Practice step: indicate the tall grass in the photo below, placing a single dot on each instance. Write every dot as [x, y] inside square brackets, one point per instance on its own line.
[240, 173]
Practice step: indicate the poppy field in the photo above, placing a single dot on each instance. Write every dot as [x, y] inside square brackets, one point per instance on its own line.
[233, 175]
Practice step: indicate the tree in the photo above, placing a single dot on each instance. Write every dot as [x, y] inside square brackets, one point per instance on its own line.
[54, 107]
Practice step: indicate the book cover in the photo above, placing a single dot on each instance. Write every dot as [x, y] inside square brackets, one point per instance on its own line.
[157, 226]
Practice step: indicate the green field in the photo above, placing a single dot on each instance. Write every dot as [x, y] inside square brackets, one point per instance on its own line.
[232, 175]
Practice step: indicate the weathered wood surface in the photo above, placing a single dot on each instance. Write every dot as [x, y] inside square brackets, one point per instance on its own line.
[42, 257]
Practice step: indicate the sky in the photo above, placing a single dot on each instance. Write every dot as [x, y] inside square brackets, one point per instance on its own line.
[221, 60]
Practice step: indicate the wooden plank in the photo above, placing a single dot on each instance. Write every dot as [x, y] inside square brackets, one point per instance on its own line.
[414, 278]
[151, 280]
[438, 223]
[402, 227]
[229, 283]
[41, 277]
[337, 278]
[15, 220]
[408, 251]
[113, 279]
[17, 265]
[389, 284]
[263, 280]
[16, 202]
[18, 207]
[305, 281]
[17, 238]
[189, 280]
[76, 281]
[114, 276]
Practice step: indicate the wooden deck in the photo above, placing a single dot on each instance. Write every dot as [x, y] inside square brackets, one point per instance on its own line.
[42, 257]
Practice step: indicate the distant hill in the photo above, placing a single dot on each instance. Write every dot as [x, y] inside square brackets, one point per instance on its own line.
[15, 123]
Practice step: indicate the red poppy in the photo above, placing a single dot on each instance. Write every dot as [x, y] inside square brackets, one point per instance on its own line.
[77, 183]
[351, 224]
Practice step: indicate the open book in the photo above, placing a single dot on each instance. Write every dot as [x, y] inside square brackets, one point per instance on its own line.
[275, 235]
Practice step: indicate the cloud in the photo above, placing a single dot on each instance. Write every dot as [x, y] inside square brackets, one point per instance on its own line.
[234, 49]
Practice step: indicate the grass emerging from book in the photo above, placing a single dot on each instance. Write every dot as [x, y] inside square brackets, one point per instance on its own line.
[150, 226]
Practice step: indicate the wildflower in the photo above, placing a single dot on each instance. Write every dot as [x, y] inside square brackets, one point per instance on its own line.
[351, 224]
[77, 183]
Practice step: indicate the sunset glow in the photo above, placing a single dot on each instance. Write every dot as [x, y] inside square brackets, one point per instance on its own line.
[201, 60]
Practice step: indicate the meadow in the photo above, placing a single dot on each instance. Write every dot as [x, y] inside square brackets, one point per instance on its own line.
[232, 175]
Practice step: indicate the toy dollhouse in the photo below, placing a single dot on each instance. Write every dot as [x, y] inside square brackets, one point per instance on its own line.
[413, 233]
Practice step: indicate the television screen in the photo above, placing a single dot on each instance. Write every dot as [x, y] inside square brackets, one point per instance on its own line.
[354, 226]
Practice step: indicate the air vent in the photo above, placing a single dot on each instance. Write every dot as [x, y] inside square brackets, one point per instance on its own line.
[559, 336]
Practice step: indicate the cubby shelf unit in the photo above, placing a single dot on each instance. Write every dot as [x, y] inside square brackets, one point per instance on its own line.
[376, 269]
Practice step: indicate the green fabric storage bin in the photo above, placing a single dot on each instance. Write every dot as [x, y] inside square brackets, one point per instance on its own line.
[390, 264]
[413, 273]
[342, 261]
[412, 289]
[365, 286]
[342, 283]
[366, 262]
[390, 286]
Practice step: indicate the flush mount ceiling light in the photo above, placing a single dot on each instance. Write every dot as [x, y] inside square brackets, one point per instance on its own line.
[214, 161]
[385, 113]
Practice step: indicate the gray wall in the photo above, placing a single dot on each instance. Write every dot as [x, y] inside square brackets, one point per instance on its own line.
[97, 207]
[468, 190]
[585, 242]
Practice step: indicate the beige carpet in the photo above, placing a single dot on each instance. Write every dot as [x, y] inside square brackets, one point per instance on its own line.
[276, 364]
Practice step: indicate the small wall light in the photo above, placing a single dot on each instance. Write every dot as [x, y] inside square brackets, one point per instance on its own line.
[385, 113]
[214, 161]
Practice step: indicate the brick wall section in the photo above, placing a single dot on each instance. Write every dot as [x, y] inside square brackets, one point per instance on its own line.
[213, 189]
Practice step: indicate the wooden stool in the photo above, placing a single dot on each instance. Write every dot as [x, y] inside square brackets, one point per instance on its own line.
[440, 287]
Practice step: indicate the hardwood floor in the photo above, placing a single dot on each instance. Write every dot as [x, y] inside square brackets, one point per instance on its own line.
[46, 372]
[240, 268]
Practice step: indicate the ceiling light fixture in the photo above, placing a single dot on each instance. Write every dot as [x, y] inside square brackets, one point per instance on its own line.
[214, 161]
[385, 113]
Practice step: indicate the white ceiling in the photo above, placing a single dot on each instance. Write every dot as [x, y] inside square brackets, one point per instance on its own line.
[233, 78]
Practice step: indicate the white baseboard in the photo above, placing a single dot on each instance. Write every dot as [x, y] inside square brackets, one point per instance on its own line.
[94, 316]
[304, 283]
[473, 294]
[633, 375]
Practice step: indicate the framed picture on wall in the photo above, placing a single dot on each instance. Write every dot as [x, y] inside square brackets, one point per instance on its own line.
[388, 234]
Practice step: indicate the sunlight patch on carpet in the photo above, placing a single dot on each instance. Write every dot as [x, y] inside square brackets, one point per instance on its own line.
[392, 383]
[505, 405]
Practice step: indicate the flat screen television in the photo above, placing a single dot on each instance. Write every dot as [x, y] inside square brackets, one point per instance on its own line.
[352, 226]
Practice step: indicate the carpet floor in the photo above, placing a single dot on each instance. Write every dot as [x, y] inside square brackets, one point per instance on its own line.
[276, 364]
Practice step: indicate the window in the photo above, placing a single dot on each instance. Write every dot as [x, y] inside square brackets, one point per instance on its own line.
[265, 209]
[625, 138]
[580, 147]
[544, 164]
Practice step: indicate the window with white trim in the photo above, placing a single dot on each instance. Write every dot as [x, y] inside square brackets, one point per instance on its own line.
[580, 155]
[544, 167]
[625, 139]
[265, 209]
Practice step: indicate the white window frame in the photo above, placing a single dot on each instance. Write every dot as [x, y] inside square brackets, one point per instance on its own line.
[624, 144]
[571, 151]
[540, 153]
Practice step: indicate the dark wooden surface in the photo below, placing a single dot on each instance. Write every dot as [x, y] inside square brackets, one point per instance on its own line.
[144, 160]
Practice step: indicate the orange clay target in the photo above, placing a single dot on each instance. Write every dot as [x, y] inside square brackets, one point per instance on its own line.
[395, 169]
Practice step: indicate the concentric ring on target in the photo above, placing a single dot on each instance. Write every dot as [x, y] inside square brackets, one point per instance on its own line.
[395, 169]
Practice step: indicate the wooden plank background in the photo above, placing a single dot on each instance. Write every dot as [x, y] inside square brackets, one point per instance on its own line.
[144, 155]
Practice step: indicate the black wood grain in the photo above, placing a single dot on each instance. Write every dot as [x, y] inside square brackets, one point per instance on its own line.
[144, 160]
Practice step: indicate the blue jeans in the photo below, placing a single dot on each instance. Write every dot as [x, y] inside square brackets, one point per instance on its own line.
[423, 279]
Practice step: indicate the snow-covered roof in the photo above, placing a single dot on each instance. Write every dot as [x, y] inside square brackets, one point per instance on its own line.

* INSTRUCTIONS FOR THE TASK
Reproduce the complete data exactly as presented above.

* RESPONSE TO THIS EXERCISE
Practice step: indicate the tall grass in the photo below, placing a single dot on each instance. Write every dot as [x, y] inside square brackets, one point per instance on its own line.
[240, 173]
Practice step: indicate the poppy field in the photo above, placing a single dot on each instance. Write every dot as [x, y] inside square brackets, one point per instance on its own line.
[233, 175]
Practice step: indicate the tree in the photo above, placing a single dot on each instance. Write every dot as [x, y] inside square brackets, one point per instance on its own line.
[54, 107]
Practice step: indicate the book cover in the photo above, placing a single dot on each instance. Write every dot as [x, y] inside square brackets, one point per instance on its own line.
[157, 226]
Practice step: indicate the green field in the photo above, placing a single dot on each instance. Write every dot as [x, y] inside square brackets, one point per instance on its own line.
[232, 175]
Practice step: indicate the weathered wood surface in the photo above, placing a single dot on each instance. Write every dot as [x, y] inside square brackets, one point per instance on its own line.
[42, 257]
Practice step: indicate the sky in the photo above, placing a single dot on each instance. Write every dot as [x, y] inside square brackets, one point per instance on its own line.
[221, 60]
Practice step: indicate the wooden plank in the photo above, placing a single dot on each instance. Write every dot as [x, y] inside square brackets, one point per instance on its own line.
[414, 278]
[151, 280]
[438, 223]
[402, 227]
[229, 283]
[41, 277]
[337, 278]
[15, 220]
[408, 251]
[113, 279]
[17, 265]
[389, 284]
[263, 280]
[16, 202]
[18, 207]
[305, 281]
[17, 238]
[189, 280]
[76, 281]
[114, 276]
Practice step: indicate the wooden deck in the photo above, placing a single dot on each instance. Write every dot as [x, y] inside square brackets, one point per instance on its own line.
[42, 257]
Practice step: indicate the distant hill in the photo above, placing a single dot on each instance. Write every dot as [x, y] inside square brackets, one point per instance on its own line.
[15, 123]
Practice step: indicate the red poppy in the photo above, placing a single dot on each instance. Write every dot as [x, y] inside square brackets, one point per instance on its own line.
[77, 183]
[351, 224]
Practice step: indicate the open book in the photo above, placing a single dot on each instance. Write every dot as [x, y] inside square brackets, one point per instance on its own line.
[275, 235]
Practice step: indicate the cloud in the photo above, placing a single dot on each instance. Write every dot as [x, y] inside square brackets, one point per instance on its own line.
[234, 49]
Practice step: indicate the grass emerging from book in the photo above, placing a single dot on each instance. Write every dot as [x, y] inside square brackets, one point per instance on its own line.
[150, 226]
Practice step: indicate the wildflower in the photo above, placing a single dot on each instance. Write every dot as [x, y] inside square brackets, one point per instance on its own line.
[351, 224]
[77, 183]
Practice step: indicate the sunset glow in the photo above, placing a single dot on each instance. Write every dot as [x, y] inside square brackets, one point per instance on its own line.
[201, 60]
Practice step: indicate the meadow in the photo above, placing a single dot on each instance. Write every dot as [x, y] inside square brackets, one point per instance on its own line.
[232, 175]
Practice step: indicate the toy dollhouse in the photo below, placing a single dot on each instance. Write every dot as [x, y] inside square brackets, one point per instance on its own line.
[413, 233]
Practice step: indicate the television screen in the photo above, placing a single dot on each instance. Write every dot as [x, y] inside square brackets, one point per instance on its own line.
[354, 226]
Practice step: indicate the air vent in the photo above, placing a single dot on each instance. Write every dot as [x, y] inside square brackets, one point per instance on its own line.
[559, 336]
Practice step: indicate the cubby shelf unit in the photo above, placing a single dot on each instance. Write every dot as [x, y] inside square brackets, one point per instance on its own line.
[376, 269]
Practice step: indicate the green fabric storage bin in the photo above, placing a single dot on each instance. Write every dot as [x, y] inside square brackets, one point per instance on its own line.
[390, 264]
[413, 273]
[342, 261]
[412, 289]
[365, 286]
[342, 283]
[366, 262]
[390, 286]
Practice step: indicate the flush mount ceiling light in the photo above, placing a single dot on each instance. Write every dot as [x, y] inside square brackets, one point per instance on its own line.
[214, 161]
[385, 113]
Practice step: indicate the gray wall in the photo above, placing a single dot on each instance. Write every dot as [x, y] inside square brackets, one point per instance on its own line.
[97, 207]
[468, 190]
[585, 242]
Practice step: indicate the beige carpet in the photo above, placing a single dot on each instance. Write every dot as [x, y] inside square brackets, one point per instance on its own line.
[276, 364]
Practice step: indicate the small wall light in the photo above, placing a single dot on each instance. Write every dot as [x, y] inside square brackets, one point per instance on its own line.
[385, 113]
[214, 161]
Practice step: indicate the brick wall section in the photo above, placing a single dot on each instance. Write every dot as [x, y] inside square brackets, one point per instance on its own line.
[213, 189]
Practice step: indicate the wooden stool in the photo above, placing a single dot on each instance. Write every dot as [x, y] inside square brackets, one point per instance on its own line.
[440, 287]
Practice step: indicate the hardwood floor in the photo above, placing a single dot on each instance. Write every dot as [x, y] inside square brackets, one point per instance on its own line.
[46, 372]
[240, 268]
Practice step: indicate the ceiling light fixture in the photo above, placing a single dot on each instance. Write every dot as [x, y] inside square brackets, one point per instance on its own line.
[214, 161]
[385, 113]
Practice step: indicate the white ceiling in the photo above, placing a single dot on each instance. Write every dot as [x, y] inside square brackets, one point per instance on its own line.
[233, 78]
Practice step: indicate the white baseboard in the photo above, placing a single dot on each instance. Write every dot as [x, y] inside square brackets, one point per instance on its own line.
[94, 316]
[304, 283]
[473, 294]
[633, 375]
Practice step: indicate the framed picture on wall in the photo above, placing a single dot on each instance. Write every dot as [x, y] inside square brackets, one point per instance on its own line.
[388, 234]
Practice step: indicate the sunlight patch on carpet in the photo above, placing a single dot on each instance. Write every dot as [x, y] inside square brackets, one point per instance on its own line.
[392, 383]
[505, 405]
Practice step: indicate the flat screen television in the photo above, placing a single dot on each instance. Write every dot as [x, y] inside square brackets, one point per instance on its own line.
[352, 226]
Practice step: indicate the carpet floor in the photo above, placing a single dot on each instance. Write every dot as [x, y] inside square brackets, one point per instance on its own line.
[276, 364]
Practice step: indicate the window in the photo above, placing a single dot on each instance. Write every dot as [x, y] inside square brackets, one point per instance on its own line.
[265, 209]
[625, 138]
[580, 147]
[544, 164]
Practice step: indicate the window with white trim in the photo above, placing a single dot on each instance. Write every dot as [x, y] inside square brackets, one point per instance on its own line.
[580, 155]
[544, 167]
[625, 139]
[265, 209]
Practice step: indicate the white window frame in the photo above, placing a single dot on each instance. Write every dot as [x, y] inside square brackets, one point per instance on its own line.
[624, 144]
[571, 151]
[540, 153]
Practice step: indicate the dark wooden surface in the photo below, placing a single dot on each instance. Write every dot as [x, y] inside square brackets, one point per instance on its own line.
[144, 160]
Practice step: indicate the orange clay target in the photo above, placing a single dot on each instance. Write every dot as [x, y] inside square brackets, one point per instance on its own line.
[395, 169]
Practice step: indicate the concentric ring on target in the photo above, placing a single dot on each instance. Write every dot as [x, y] inside square brackets, one point per instance on its own line.
[395, 169]
Practice step: indicate the wooden plank background in the photo above, placing a single dot on each instance. Write every dot as [x, y] inside square brackets, one point per instance on its own line.
[144, 155]
Practice step: indicate the black wood grain in the photo above, placing a single dot on each instance. Write every dot as [x, y] inside square brackets, one point per instance on its own line.
[144, 160]
Practice step: indicate the blue jeans in the photo below, placing a single dot on each instance. Write every dot as [x, y] inside square brackets, one point per instance on its own line.
[423, 279]
Practice step: indicate the snow-covered roof in the photo above, placing a single dot on each instance. Write every dot as [x, y] inside square brackets, one point per instance on its own line.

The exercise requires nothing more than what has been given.